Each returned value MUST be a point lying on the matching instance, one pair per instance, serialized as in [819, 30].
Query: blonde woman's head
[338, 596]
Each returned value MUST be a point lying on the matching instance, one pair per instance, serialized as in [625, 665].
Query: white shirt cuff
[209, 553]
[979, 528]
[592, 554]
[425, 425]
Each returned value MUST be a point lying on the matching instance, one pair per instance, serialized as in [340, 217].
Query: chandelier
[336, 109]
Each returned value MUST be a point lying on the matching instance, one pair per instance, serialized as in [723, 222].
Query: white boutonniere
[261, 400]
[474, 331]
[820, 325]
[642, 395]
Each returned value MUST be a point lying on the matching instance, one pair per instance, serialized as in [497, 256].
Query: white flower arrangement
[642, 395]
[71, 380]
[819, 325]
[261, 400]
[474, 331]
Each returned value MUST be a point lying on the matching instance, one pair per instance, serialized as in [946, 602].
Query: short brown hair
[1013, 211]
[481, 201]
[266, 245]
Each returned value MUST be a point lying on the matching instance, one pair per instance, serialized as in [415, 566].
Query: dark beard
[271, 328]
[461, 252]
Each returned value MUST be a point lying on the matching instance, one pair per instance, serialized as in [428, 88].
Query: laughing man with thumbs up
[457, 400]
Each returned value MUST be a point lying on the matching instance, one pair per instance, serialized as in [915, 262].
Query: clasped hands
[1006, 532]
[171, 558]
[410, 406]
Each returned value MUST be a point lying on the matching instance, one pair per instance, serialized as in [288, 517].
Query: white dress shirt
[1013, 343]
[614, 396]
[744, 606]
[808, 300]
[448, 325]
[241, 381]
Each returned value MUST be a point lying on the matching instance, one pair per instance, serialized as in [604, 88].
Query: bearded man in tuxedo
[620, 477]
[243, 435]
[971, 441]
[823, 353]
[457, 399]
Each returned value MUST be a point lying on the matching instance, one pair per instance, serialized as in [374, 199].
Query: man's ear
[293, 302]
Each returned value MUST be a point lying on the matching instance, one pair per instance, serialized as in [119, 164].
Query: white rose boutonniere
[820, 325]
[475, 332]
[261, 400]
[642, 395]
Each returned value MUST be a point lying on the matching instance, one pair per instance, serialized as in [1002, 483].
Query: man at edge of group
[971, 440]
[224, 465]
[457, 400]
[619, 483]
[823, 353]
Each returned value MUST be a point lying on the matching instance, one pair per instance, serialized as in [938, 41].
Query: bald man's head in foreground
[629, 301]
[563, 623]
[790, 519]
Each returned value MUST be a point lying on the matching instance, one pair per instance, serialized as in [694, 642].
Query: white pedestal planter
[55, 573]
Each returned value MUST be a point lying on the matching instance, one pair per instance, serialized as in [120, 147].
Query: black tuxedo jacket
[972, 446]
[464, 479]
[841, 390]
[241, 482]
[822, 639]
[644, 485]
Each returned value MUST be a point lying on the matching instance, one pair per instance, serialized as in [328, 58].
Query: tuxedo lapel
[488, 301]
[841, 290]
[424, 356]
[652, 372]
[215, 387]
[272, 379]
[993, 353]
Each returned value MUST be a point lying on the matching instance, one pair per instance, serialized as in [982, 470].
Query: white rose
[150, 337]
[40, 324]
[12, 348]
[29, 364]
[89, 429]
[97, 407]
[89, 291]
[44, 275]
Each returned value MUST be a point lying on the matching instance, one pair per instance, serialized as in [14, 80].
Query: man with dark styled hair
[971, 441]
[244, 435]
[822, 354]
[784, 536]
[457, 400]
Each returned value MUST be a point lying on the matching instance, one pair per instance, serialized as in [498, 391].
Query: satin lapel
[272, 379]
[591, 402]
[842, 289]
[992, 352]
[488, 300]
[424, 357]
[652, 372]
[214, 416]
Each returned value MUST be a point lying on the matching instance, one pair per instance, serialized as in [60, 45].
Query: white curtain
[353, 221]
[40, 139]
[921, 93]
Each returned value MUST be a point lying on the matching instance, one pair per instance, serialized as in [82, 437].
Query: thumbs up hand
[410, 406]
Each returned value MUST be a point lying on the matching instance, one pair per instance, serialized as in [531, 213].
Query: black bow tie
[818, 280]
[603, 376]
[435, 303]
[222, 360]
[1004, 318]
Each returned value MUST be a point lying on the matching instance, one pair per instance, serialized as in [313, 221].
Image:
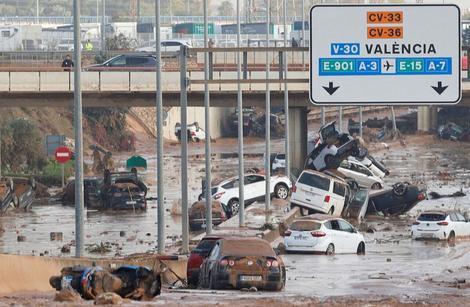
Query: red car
[197, 257]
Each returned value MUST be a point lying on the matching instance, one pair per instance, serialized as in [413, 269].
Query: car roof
[246, 246]
[318, 217]
[329, 174]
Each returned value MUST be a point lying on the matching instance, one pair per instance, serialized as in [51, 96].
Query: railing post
[245, 65]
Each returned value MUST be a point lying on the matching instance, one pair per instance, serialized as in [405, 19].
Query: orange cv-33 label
[385, 17]
[384, 32]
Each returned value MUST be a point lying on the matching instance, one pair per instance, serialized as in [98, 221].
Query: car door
[463, 226]
[210, 262]
[338, 237]
[338, 197]
[255, 187]
[349, 235]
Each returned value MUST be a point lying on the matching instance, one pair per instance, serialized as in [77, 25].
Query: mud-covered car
[197, 257]
[236, 263]
[24, 192]
[134, 282]
[197, 215]
[123, 190]
[6, 194]
[332, 148]
[399, 199]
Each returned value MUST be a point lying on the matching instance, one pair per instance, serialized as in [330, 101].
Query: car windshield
[247, 247]
[305, 226]
[205, 246]
[431, 217]
[315, 181]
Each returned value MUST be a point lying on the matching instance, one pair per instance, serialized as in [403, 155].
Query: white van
[318, 192]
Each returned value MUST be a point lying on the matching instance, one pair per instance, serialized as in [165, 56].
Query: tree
[226, 8]
[22, 146]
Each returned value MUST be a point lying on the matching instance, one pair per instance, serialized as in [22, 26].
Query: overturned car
[116, 191]
[133, 282]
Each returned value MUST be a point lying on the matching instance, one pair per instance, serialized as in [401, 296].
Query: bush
[22, 147]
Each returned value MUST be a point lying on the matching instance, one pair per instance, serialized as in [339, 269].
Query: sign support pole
[79, 199]
[286, 94]
[208, 122]
[159, 106]
[241, 171]
[268, 119]
[184, 151]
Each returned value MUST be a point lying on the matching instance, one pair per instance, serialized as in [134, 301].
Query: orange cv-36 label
[384, 32]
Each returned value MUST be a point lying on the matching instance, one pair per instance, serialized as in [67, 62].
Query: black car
[126, 62]
[401, 198]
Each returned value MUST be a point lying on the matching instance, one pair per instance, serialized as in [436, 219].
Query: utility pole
[103, 27]
[159, 107]
[207, 114]
[268, 117]
[77, 94]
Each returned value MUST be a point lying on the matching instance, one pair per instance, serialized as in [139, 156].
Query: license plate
[251, 278]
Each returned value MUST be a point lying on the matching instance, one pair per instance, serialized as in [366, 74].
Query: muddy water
[140, 227]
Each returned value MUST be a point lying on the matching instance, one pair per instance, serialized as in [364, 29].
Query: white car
[195, 133]
[321, 233]
[363, 176]
[168, 46]
[319, 193]
[226, 192]
[440, 225]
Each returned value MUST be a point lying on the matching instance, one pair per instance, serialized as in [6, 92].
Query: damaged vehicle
[133, 282]
[226, 191]
[323, 234]
[401, 198]
[332, 148]
[197, 215]
[122, 191]
[197, 257]
[440, 225]
[195, 133]
[363, 176]
[24, 192]
[236, 263]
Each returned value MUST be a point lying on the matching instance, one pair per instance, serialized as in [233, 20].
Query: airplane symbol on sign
[387, 66]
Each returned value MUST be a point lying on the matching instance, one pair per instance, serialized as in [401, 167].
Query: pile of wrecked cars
[322, 188]
[16, 193]
[115, 191]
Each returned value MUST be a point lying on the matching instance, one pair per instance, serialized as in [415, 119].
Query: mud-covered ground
[394, 271]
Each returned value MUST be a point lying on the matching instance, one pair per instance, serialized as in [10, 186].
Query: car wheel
[376, 186]
[234, 206]
[281, 191]
[400, 189]
[361, 249]
[16, 201]
[451, 238]
[332, 210]
[330, 250]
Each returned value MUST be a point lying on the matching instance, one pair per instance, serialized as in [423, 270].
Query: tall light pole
[268, 116]
[78, 128]
[159, 106]
[207, 121]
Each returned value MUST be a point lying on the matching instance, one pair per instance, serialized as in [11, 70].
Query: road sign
[63, 154]
[385, 54]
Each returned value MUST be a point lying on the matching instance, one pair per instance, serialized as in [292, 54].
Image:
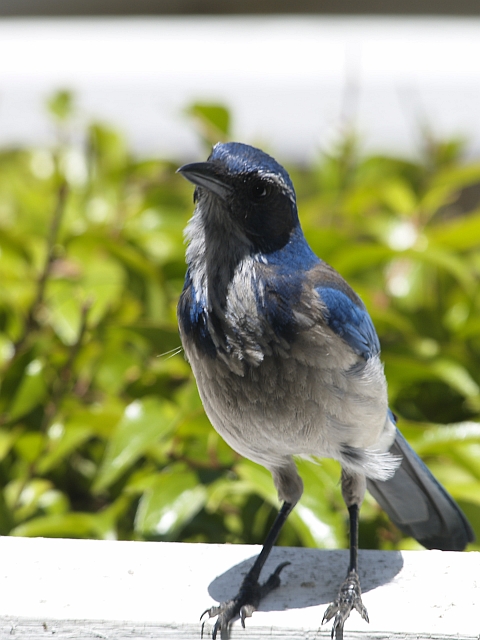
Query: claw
[244, 603]
[349, 597]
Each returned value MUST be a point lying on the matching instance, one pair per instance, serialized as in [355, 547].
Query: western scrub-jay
[287, 363]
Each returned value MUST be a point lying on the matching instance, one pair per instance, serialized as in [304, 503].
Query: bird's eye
[260, 190]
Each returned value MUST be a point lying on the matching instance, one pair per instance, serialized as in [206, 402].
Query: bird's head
[243, 187]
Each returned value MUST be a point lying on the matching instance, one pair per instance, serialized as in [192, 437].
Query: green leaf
[63, 441]
[461, 233]
[68, 525]
[30, 393]
[143, 423]
[170, 503]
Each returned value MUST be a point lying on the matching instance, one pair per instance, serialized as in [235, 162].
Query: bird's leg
[251, 591]
[350, 595]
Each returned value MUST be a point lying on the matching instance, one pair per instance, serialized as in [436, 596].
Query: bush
[102, 433]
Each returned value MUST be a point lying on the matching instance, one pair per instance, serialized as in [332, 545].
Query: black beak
[208, 176]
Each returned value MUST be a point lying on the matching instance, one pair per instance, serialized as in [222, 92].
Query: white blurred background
[292, 82]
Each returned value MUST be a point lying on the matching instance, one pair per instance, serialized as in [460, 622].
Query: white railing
[80, 589]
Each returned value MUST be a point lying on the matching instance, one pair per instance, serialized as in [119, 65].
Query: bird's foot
[244, 603]
[349, 597]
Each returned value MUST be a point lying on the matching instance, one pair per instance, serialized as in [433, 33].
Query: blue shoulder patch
[193, 319]
[350, 321]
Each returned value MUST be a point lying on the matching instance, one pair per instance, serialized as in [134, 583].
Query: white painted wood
[135, 590]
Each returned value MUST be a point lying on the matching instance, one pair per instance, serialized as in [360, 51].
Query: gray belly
[306, 402]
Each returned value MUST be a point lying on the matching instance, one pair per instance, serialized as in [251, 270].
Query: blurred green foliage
[102, 433]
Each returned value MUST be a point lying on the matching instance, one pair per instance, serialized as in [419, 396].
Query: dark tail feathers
[418, 504]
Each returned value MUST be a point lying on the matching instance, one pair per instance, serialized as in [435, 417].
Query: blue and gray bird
[287, 363]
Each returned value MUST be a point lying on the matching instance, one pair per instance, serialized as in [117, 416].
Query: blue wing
[349, 319]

-- EXERCISE DETAILS --
Copy out the stretch from the line containing "in [134, 583]." through the end of the data, switching "foliage" to "leaves" and keeping everything else the same.

-- EXERCISE ANSWER --
Each returned value MUST be a point lying on the matching instance, one pair per instance, serialized as in [134, 583].
Query: white painted wood
[135, 590]
Each returned value MUST be a point lying on the matching instance, one pair per instance, serialized as in [360, 51].
Query: gray belly
[306, 402]
Each returned value MUST be a point lying on the matching instance, one pair per instance, serialized as in [251, 270].
Query: blurred green leaves
[102, 433]
Each returned value MUST be a point lying on the matching instance, one pair per instance, serialized as in [419, 396].
Query: dark tail feathers
[418, 504]
Each returned value MUST be a point lying on the matching instance, one pair per instance, serialized as in [435, 417].
Query: blue and gray bird
[287, 363]
Each returned value MUST be a point lying on the matching instance, one pair per instance, serialized as in [117, 416].
Query: blue wing
[349, 319]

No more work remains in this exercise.